## Job
Please rewrite all the entries below with every "Query" changed to "Target", keeping everything else the same and leaving out the pictures.

==== Raw data ====

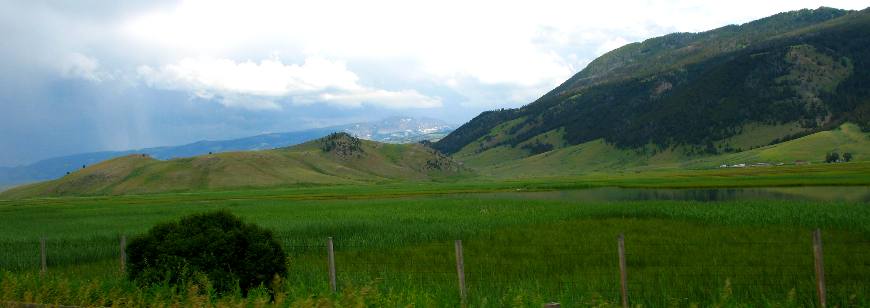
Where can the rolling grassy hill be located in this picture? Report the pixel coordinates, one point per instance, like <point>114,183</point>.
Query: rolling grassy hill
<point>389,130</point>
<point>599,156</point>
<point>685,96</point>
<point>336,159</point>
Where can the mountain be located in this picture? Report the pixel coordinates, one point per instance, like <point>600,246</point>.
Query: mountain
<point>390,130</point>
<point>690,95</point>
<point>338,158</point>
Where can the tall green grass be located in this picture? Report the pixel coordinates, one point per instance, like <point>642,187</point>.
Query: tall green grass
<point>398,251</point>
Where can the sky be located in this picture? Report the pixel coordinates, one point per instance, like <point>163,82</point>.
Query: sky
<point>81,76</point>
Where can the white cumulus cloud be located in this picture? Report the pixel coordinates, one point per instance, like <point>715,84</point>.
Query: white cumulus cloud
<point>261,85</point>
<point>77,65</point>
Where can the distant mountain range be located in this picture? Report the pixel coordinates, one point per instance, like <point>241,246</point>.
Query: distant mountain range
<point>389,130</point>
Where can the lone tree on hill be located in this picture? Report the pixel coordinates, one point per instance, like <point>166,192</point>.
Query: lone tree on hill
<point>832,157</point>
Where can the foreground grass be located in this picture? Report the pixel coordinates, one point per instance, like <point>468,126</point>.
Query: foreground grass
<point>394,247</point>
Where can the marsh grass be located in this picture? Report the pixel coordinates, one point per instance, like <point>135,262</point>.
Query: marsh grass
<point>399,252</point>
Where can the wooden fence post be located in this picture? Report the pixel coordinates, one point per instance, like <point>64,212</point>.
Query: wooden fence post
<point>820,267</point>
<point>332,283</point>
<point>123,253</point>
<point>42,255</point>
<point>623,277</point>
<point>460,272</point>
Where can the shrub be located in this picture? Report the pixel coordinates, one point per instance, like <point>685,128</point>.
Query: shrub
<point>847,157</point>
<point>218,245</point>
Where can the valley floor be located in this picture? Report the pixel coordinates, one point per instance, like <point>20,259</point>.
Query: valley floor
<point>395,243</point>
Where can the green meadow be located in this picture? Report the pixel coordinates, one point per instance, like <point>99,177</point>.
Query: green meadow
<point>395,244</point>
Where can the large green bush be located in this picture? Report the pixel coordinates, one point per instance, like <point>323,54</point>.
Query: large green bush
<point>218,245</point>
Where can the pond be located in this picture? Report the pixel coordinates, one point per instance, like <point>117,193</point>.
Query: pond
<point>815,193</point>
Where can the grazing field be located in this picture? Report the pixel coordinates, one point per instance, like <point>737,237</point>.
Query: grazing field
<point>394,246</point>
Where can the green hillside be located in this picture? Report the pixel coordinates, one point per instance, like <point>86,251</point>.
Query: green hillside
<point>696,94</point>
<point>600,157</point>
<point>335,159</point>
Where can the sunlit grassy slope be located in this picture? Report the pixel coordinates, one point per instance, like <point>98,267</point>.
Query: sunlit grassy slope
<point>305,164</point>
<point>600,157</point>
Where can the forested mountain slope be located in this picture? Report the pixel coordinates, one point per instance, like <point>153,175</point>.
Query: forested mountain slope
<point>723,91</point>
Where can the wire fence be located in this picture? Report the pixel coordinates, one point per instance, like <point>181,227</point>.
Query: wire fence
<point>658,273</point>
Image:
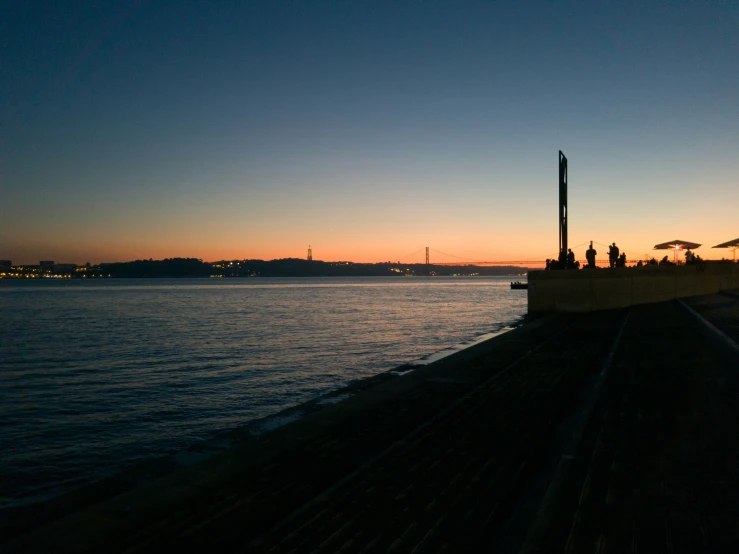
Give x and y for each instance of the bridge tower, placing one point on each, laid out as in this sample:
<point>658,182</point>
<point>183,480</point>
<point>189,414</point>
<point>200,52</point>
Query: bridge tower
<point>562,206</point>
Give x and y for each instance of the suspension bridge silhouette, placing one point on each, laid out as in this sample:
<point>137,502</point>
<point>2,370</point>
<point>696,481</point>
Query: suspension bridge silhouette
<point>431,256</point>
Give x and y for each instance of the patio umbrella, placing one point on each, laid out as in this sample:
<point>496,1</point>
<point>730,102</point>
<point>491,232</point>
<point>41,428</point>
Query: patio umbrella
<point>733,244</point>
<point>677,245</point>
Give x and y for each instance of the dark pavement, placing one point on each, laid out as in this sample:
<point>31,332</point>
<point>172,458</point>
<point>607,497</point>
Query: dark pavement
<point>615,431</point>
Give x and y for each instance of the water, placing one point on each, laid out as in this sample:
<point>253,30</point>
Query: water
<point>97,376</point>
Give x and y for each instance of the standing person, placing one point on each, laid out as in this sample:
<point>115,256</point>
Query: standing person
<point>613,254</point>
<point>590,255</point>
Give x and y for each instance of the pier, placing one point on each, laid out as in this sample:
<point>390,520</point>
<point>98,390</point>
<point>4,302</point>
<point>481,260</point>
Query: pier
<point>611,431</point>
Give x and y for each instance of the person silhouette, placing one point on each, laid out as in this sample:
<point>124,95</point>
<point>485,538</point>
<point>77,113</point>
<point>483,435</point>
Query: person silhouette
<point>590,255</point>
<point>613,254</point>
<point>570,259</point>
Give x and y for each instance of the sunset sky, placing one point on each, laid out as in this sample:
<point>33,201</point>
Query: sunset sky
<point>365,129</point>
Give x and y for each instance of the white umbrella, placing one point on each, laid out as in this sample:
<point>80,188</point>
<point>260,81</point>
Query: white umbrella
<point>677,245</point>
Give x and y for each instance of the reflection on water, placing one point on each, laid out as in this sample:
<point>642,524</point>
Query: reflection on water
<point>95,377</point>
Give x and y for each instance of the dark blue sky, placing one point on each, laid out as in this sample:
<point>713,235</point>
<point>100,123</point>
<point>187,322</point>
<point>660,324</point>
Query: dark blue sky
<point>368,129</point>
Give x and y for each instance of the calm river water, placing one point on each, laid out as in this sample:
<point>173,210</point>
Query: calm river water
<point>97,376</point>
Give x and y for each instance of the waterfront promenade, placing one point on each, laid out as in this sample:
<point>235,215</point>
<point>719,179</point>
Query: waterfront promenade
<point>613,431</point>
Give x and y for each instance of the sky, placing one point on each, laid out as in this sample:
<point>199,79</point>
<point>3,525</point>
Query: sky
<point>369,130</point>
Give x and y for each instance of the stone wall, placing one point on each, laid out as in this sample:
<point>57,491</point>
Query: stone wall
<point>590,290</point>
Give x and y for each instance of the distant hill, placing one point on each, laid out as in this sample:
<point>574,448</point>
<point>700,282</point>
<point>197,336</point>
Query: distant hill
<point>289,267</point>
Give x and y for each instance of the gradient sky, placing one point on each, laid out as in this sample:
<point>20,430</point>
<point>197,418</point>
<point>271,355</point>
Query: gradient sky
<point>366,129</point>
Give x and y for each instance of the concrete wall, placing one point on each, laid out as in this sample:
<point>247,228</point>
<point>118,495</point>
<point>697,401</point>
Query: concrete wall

====

## Output of the exercise
Where can the rolling grassy hill be located in this picture? Report the pixel coordinates, one point per instance, like <point>114,183</point>.
Target: rolling grassy hill
<point>389,130</point>
<point>599,156</point>
<point>685,96</point>
<point>336,159</point>
Where can the mountain be located in this picture? Report the pixel coordinates, one point per instance, like <point>600,246</point>.
Target: mountain
<point>390,130</point>
<point>690,95</point>
<point>338,158</point>
Where can the tall green grass be located in this picture? Report the pixel coordinates, one point per instance, like <point>642,187</point>.
Target: tall green grass
<point>398,251</point>
Where can the sky be located in this picture? Report the pixel coordinates, one point per instance, like <point>163,82</point>.
Target: sky
<point>81,76</point>
Where can the white cumulus cloud be located in this picture? Report the pixel coordinates, one point per instance, like <point>715,84</point>.
Target: white cumulus cloud
<point>261,85</point>
<point>77,65</point>
Where can the distant mountain range be located in this picture? Report the pixel coordinates, one point per instance, like <point>241,246</point>.
Target: distant mountain range
<point>389,130</point>
Where can the lone tree on hill be located in this picture? Report the pixel coordinates, one point per instance, like <point>166,192</point>.
Target: lone tree on hill
<point>832,157</point>
Where can the foreground grass be located in this picture? Report the pixel coordinates, one point per instance, like <point>468,126</point>.
Target: foreground grass
<point>394,247</point>
Where can the marsh grass be located in this picture? Report the pixel coordinates, one point per instance, like <point>135,262</point>.
Target: marsh grass
<point>399,252</point>
Where can the wooden fence post be located in this picture? Report the pixel coordinates, one point per instance, like <point>64,212</point>.
Target: wooden fence post
<point>820,267</point>
<point>332,283</point>
<point>123,253</point>
<point>42,255</point>
<point>623,277</point>
<point>460,272</point>
Where can the shrub be located in this picture? Report the pixel coordinates, one point per instance, like <point>685,128</point>.
Target: shrub
<point>847,157</point>
<point>218,245</point>
Where can the valley floor be located in this picture? Report the pixel coordinates, one point per instance, like <point>20,259</point>.
Target: valley floor
<point>395,243</point>
Where can the green meadow be located in this picture? Report the pixel coordinates, one point per instance, like <point>99,177</point>.
Target: green meadow
<point>395,244</point>
Where can the large green bush be located in this picture? Report the pixel coordinates, one point per instance, like <point>323,54</point>.
Target: large green bush
<point>218,245</point>
Where can the pond be located in this picture? Report the pixel coordinates, one point per instance, like <point>117,193</point>.
Target: pond
<point>815,193</point>
Where can the grazing field be located in this picture? Report the pixel coordinates, one point per instance, like <point>737,237</point>.
Target: grazing field
<point>394,246</point>
Where can the green hillside be located in this picture? Report the pixel coordinates, one point per instance, like <point>86,251</point>.
Target: green hillside
<point>696,94</point>
<point>600,157</point>
<point>335,159</point>
Where can the sunlit grassy slope be located in this picture? Report the pixel coordinates, one point per instance, like <point>98,267</point>.
Target: sunlit grassy slope
<point>305,164</point>
<point>600,157</point>
Where can the forested mountain slope be located in this picture? Report the pixel coordinates, one point per instance, like <point>153,175</point>.
Target: forested mountain slope
<point>723,91</point>
Where can the wire fence be located in this picture? Report the pixel coordinates, one point per instance, like <point>181,227</point>.
Target: wire fence
<point>658,273</point>
Image:
Give x and y for each instance of the bridge tower, placing one point on each, laid out as in this sample:
<point>658,182</point>
<point>183,480</point>
<point>189,414</point>
<point>200,52</point>
Target: bridge tower
<point>562,206</point>
Give x and y for each instance of the suspension bridge silhouette, placing one point on each, laid out as in this sample:
<point>137,502</point>
<point>2,370</point>
<point>696,481</point>
Target: suspension bridge silhouette
<point>431,256</point>
Give x and y for each instance of the patio umbrella, placing one point on each, laid out as in this sample:
<point>496,1</point>
<point>730,102</point>
<point>491,232</point>
<point>41,428</point>
Target: patio umbrella
<point>733,244</point>
<point>677,245</point>
Give x and y for each instance of the dark pavement, placing one point on each, laid out as in this sample:
<point>31,332</point>
<point>172,458</point>
<point>607,497</point>
Target: dark pavement
<point>615,431</point>
Give x and y for each instance of the water, placing one point on each, laid out as in this sample:
<point>253,30</point>
Target: water
<point>97,376</point>
Give x and y for each instance of the standing person, placing one point on each, laid out as in this sample:
<point>115,256</point>
Target: standing person
<point>613,254</point>
<point>590,255</point>
Give x and y for each instance of the pier, placing one point on each, laid out as in this sample:
<point>390,520</point>
<point>98,390</point>
<point>4,302</point>
<point>481,260</point>
Target: pier
<point>611,431</point>
Give x and y for each instance of the person silhouette, placing one point on each, laid out as in this sample:
<point>124,95</point>
<point>485,538</point>
<point>77,113</point>
<point>483,435</point>
Target: person silhouette
<point>590,255</point>
<point>613,254</point>
<point>570,259</point>
Give x and y for each instance of the sunset sky, placing one point on each, laid out as in this sample:
<point>33,201</point>
Target: sunset sky
<point>365,129</point>
Give x and y for each instance of the white umbrella, placing one point on each, laid out as in this sample:
<point>80,188</point>
<point>260,81</point>
Target: white umbrella
<point>677,245</point>
Give x and y for each instance of the reflection on water, placing one point on each, laid out as in this sample:
<point>642,524</point>
Target: reflection on water
<point>95,377</point>
Give x and y for each instance of the dark blue sky, placing one point on each, laid out as in this sample:
<point>713,235</point>
<point>100,123</point>
<point>187,322</point>
<point>660,324</point>
Target: dark blue sky
<point>368,129</point>
Give x and y for each instance of the calm river water, placing one point on each, laid out as in this sample:
<point>173,210</point>
Target: calm river water
<point>97,376</point>
Give x and y for each instance of the waterfront promenade, placing one point on each, laid out as in this sample:
<point>235,215</point>
<point>719,179</point>
Target: waterfront promenade
<point>613,431</point>
Give x and y for each instance of the sky, placing one point on each, laid out as in this sample:
<point>199,79</point>
<point>3,525</point>
Target: sky
<point>369,130</point>
Give x and y for each instance of the stone wall, placing one point on each, laid out as in this sample:
<point>57,491</point>
Target: stone wall
<point>590,290</point>
Give x and y for each instance of the distant hill, placing one point on each, laid out as in this sample:
<point>574,448</point>
<point>700,282</point>
<point>197,336</point>
Target: distant hill
<point>289,267</point>
Give x and y for each instance of the gradient sky, placing one point on each, laid out as in this sample:
<point>20,430</point>
<point>197,418</point>
<point>271,355</point>
Target: gradient sky
<point>366,129</point>
Give x and y for each instance of the concrete wall, placing one point on each, laid out as in this sample:
<point>247,228</point>
<point>118,495</point>
<point>697,401</point>
Target: concrete wall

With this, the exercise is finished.